Source text —
.....

Sure, the Cal track record of excellence is plenty impressive, but it's also a state school, in a state than has just a few financial difficulties. Falling in-state admissions and rising tuition are serious issues in the UC system these days. No matter what place they got at NCAA's, the Cal teams had plenty to worry about. That is, until this Fund came into being.

Who else has patched together that warm cloak of endowment? North Carolina is a school frequently mentioned towards the top of the list. So is the University of Georgia. According to Groseth, both UNC's Frank Comfort and Georgia's Jack Bauerle have made sure that every single one of their scholarships is endowed. The UNC recruiting slogan almost writes itself: Take comfort with Comfort! Because his team isn't going anywhere...

Groseth also had high praise for Ohio State's Bill Wadley. In addition to building a new state-of-the-art pool, Wadley recently managed to get all of the Buckeyes' swimming scholarships endowed. No surprise that this is suddenly a program on the rise... Sure, the pool makes a major difference in impressing recruits, but according to Groseth it was the security of establishing the endowment that truly allowed Wadley to take ownership of his fast improving program.

All four of these schools mentioned above deserve plenty of props, but you might have noticed that they are all major athletic powerhouses, among the most accomplished athletic departments in the nation, across many sports. It makes sense that it's possible at schools like this, where there's bound to be plenty of passionate alumni support. But what about smaller schools, without any real sports tradition to speak of? What about a small Midwestern school, an institution less than 50 years old, a mid-major program that's never had a swimmer break 20 seconds in the 50 free? The sort of program that so often finds itself on the chopping block...

What about the Cleveland State Vikings?

According to Bob Groseth, CSU "should be the poster boy for how to create a sustainable swim team." The man responsible? Head Coach Wally Morton. Now in his 37th year as head coach, Morton has led a rock solid program with most of its scholarships endowed since 1999. And it's not just rich alumni who prop it up. The CSU team has made itself untouchable thanks to an active and ongoing effort to make itself indispensable in its college community. I spoke to Morton earlier, as he was about to board a flight home with his team from a Christmas training trip. (That right there should say something...)

"The money is key, of course," says Morton. "But more important is the relationship you foster with your Athletic Director, and even more, your college president."

Sounds simple enough - you want your bosses to know and care about you. Yet, this is something that just doesn't happen at so many programs. Case in point: During my sophomore year at USC, the Athletic Director, Mike Garrett, was giving a speech at our annual swim team banquet. His remarks were proceeding with the usual vague, overblown praise when he declared "and that's what makes the SC water polo team so important to this school." Silence in the room. A few snickers, probably from the freshman. It took Garrett a few uncomfortable seconds to realize that he was speaking to the swim team, and that now everyone in the room knew he was reading from a stock speech that he apparently read at every other team's banquet. The swim team was a faceless entity to this AD. He wouldn't blink if he was forced to cut it; he didn't even know who we were.

.....

Excerpted data —
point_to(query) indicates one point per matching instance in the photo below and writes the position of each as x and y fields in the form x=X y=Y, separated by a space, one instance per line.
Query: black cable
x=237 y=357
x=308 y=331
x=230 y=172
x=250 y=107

.....

Copy everything from "Sure, the Cal" down to "came into being." in the text on endowed swimming scholarships, changing "Cal" to "Berkeley".

Task response —
Sure, the Berkeley track record of excellence is plenty impressive, but it's also a state school, in a state than has just a few financial difficulties. Falling in-state admissions and rising tuition are serious issues in the UC system these days. No matter what place they got at NCAA's, the Berkeley teams had plenty to worry about. That is, until this Fund came into being.